**DATA FOR THE TASK**
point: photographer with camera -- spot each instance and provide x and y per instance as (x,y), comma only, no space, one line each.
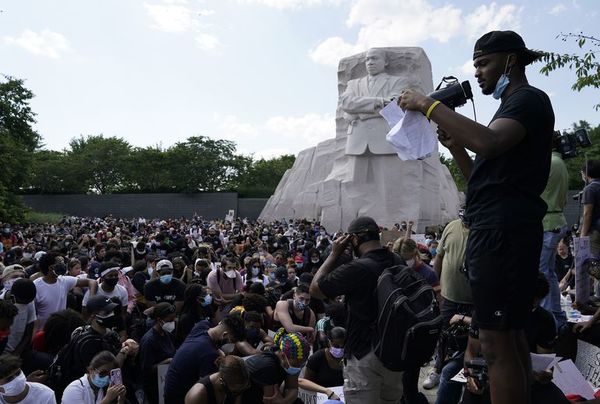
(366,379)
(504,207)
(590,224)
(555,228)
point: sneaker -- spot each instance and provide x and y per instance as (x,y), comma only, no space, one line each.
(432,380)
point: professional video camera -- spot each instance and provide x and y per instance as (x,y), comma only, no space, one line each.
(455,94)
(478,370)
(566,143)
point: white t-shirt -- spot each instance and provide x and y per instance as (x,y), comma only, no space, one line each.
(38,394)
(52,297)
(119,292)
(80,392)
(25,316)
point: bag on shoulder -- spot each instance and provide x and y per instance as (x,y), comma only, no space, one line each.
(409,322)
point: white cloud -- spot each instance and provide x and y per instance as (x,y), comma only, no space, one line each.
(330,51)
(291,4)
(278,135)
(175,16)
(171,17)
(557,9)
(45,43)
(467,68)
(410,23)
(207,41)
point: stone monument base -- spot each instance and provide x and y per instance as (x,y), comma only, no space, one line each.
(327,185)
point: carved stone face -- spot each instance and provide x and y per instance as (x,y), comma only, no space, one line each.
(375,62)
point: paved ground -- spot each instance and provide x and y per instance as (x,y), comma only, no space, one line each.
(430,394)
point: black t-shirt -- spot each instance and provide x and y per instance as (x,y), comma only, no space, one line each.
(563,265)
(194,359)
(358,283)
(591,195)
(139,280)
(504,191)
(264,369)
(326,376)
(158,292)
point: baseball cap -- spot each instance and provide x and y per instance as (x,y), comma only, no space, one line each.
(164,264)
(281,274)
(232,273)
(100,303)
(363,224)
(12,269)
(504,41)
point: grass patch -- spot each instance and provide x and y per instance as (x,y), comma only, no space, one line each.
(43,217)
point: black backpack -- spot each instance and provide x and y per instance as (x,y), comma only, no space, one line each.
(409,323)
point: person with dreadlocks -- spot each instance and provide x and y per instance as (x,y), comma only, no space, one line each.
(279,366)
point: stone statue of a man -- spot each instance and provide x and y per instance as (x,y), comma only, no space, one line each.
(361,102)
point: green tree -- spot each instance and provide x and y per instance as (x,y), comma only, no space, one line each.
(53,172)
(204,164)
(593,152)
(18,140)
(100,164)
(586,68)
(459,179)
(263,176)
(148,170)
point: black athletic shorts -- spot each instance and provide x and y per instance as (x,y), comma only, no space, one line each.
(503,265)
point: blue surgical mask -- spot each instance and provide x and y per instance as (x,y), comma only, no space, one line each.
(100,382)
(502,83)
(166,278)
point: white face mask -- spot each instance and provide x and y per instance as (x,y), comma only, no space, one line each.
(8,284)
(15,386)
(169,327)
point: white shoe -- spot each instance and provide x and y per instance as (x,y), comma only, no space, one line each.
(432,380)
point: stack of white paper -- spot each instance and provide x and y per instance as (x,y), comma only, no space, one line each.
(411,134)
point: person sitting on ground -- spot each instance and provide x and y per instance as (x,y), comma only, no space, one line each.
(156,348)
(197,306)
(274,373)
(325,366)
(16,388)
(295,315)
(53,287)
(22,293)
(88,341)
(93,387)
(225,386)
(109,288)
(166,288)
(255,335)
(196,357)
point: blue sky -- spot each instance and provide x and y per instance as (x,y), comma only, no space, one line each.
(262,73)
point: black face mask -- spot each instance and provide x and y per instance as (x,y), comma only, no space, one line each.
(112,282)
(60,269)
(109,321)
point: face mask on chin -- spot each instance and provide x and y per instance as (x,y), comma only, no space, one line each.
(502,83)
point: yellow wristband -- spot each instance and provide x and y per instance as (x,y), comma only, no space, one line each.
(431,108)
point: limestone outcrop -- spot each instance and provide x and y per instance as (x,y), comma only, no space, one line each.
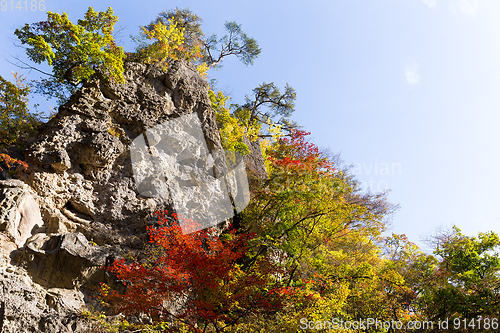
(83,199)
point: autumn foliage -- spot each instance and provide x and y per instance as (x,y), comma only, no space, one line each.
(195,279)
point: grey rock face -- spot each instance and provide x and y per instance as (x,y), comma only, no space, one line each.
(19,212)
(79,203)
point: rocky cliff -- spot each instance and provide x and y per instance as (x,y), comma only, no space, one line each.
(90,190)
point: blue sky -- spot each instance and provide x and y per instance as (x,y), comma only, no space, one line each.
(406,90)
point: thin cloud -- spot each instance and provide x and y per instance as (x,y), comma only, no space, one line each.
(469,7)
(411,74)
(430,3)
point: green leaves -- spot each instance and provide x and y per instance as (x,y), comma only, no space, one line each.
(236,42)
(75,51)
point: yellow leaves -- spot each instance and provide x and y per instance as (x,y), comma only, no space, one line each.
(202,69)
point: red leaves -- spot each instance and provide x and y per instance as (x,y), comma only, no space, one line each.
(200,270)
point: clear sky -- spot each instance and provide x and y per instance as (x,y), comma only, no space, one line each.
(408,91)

**EXERCISE REQUIREMENTS**
Repeat the records above word for word. Pictures stay out of the copy.

**YOUR RESPONSE**
point: photographer with camera -- spot each instance and provide x and y per instance as (x,y), comma only, no space, one line each.
(366,379)
(504,207)
(590,224)
(555,228)
point: sneaker -- spot each instance and provide x and y per instance as (x,y), comma only, no space, one line each.
(432,380)
point: professional video camera -- spot each instance and provide x and y per instance as (x,y), comma only, no space, one line each.
(455,94)
(478,370)
(566,143)
point: white t-shirt -- spot each instance and provide x and y per instance as (x,y), comma only, no space, one line each.
(38,394)
(52,297)
(119,292)
(80,392)
(25,316)
point: bag on shoulder -- spot each instance and provide x and y per instance as (x,y), comma only, no space, one line each.
(409,322)
point: white cloud -- spot each instance and provide x and y per instance as (x,y), comma only, no space, one line each.
(330,51)
(291,4)
(278,135)
(175,16)
(171,17)
(557,9)
(45,43)
(467,68)
(410,23)
(207,41)
point: stone monument base -- spot each instance and provide x and y per instance as (x,y), comma only, no space, one line each.
(327,185)
point: carved stone face -- spot each instance and provide x and y per instance as (x,y), comma only, no space, one line each.
(375,62)
point: paved ground -- spot each instance and provide x and y per instance as (x,y), comma only, no space, one line each.
(430,394)
point: black t-shirt -- spot each instance and provide x and y per instance as (x,y), comma only, no space, one line each.
(563,265)
(194,359)
(358,283)
(591,195)
(139,280)
(504,191)
(264,369)
(326,376)
(158,292)
point: baseball cap -- spot each instance and provide x and y per instance as (x,y), comma only, no space, one line each.
(164,264)
(281,274)
(232,273)
(100,303)
(363,224)
(12,269)
(504,41)
point: grass patch -- spot each instance and provide x and y per instance as (x,y), comma only, no space, one line each.
(43,217)
point: black backpack -- spot each instance and provide x and y per instance as (x,y), comma only, no space, one line each.
(409,323)
point: person with dreadlocks -- spot each instance and provide x and y per instance as (x,y), comma only, no space, one line each.
(279,366)
point: stone statue of a man -- spot each instance and provide x and y per instance as (x,y), comma only, no space, one line each.
(361,102)
point: green tree -- spot each instance and provide x and y per instance as (x,y), comma only, no space, one line each.
(53,172)
(204,164)
(593,152)
(18,140)
(100,164)
(586,68)
(459,179)
(263,176)
(148,170)
point: black athletic shorts -- spot each instance and provide x and y per instance as (x,y), comma only, no space, one line each.
(503,265)
point: blue surgical mask -- spot each instance and provide x and y per instance as (x,y), comma only, no space, one line each.
(100,382)
(502,83)
(166,278)
point: white face mask -- spot each instance and provide x and y per instance as (x,y), comma only, no space, one line each.
(8,284)
(15,386)
(169,327)
point: white shoe -- spot each instance and provide x and y per instance as (x,y), comma only, no space, one line each.
(432,380)
point: stack of white paper -- spot each instance and provide x and y per instance as (x,y), comma only, no space, one line each.
(411,134)
point: person sitting on ground -- spot each instance and provide x and y per instance as (x,y), comma only, no space, one line each.
(156,348)
(197,306)
(274,373)
(325,366)
(16,388)
(295,315)
(53,287)
(22,293)
(88,341)
(93,387)
(225,386)
(109,288)
(166,288)
(255,335)
(196,357)
point: blue sky -- spot each instance and provide x and y per instance as (x,y), comma only, no space, one line each.
(262,73)
point: black face mask -- spot each instance and provide x and y per instance as (x,y), comma only, no space, one line each.
(112,282)
(60,269)
(109,321)
point: face mask on chin -- spot each instance and provide x and y per instance as (x,y), comma only, no space, one line each.
(502,83)
point: yellow wristband -- spot each instance and provide x and y per instance as (x,y), comma only, no space, one line each.
(431,108)
point: limestone outcrop -- spot each instance and provide x and y per instance as (x,y), comma only, no space, one line each.
(83,199)
point: autumn foliage -- spot each instance and provide x and y per instance as (x,y), comma only, no space, one line each.
(195,279)
point: grey rock face -- spot each instance and provide x and y per instance as (x,y), comma only, no space, one line each.
(19,212)
(79,203)
point: rocky cliff -- spot each instance and provide x and y per instance as (x,y), comma only, no space, one line each.
(90,190)
point: blue sky -- spot each instance and provide x and y per instance as (x,y), comma only, no space, one line each.
(406,90)
point: thin cloud -- spot each instance and provide x and y per instance as (x,y), comma only, no space, one line each.
(469,7)
(411,74)
(430,3)
point: green leaves -- spot each instance and provide x and y per instance as (x,y), comma only, no space, one line each.
(236,42)
(75,51)
point: yellow leaves -- spot each instance and provide x and y per instance as (x,y), comma only, no space, one line each.
(202,69)
point: red leaves -- spot each instance and provide x and y per instance as (x,y), comma only, no space, one line each.
(200,270)
point: clear sky -- spot each instance and provide x and y per instance as (x,y), comma only, no space, one line each.
(408,91)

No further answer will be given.